= Written exercise =
Present the material below as a Markdown table with two columns, Row and Line. Give each line its own numbered row, omitting blank lines.

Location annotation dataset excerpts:
+ + + +

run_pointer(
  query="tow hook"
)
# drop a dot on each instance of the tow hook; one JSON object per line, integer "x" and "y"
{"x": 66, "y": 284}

+ + + +

= The completed task =
| Row | Line |
|---|---|
| 1 | run_pointer( |
| 2 |   query="tow hook" |
| 3 | ) |
| 4 | # drop a dot on each instance of the tow hook; one JSON object per line, integer "x" and "y" |
| 5 | {"x": 66, "y": 284} |